» DIRECTIONS: Copy every line of this listing word for word, without changing anything.

— begin —

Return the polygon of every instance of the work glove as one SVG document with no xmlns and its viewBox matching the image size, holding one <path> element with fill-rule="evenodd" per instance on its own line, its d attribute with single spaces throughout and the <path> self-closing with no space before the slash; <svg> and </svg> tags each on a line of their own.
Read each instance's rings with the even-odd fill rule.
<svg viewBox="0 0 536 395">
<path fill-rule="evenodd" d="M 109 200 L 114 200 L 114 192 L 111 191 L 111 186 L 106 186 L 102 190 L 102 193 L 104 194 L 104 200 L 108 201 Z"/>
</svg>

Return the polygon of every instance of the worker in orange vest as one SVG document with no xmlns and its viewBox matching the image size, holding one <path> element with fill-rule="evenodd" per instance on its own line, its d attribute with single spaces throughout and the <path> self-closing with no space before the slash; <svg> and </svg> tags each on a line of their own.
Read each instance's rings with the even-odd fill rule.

— end —

» EXERCISE SOLUTION:
Return the polygon of every instance of the work glove as one SVG document with no xmlns and its viewBox matching the image size, holding one <path> element with fill-rule="evenodd" per instance on its own line, its d attribute with single spaces throughout and the <path> self-closing with no space before the slash; <svg> and </svg> tags each on a line of their own.
Read each instance's rings with the even-odd fill rule.
<svg viewBox="0 0 536 395">
<path fill-rule="evenodd" d="M 109 200 L 114 200 L 114 192 L 111 191 L 111 186 L 106 186 L 102 190 L 102 193 L 104 194 L 104 200 L 108 201 Z"/>
</svg>

Return the polygon of every instance of the worker in orange vest as one SVG document with no xmlns and its viewBox matching the image size, holding one <path> element with fill-rule="evenodd" per instance on its own line, its d attribute with single spaces throughout and the <path> self-closing with no space before the slash; <svg> and </svg> tags each on a line of their own.
Read each instance's rings with the even-odd fill rule.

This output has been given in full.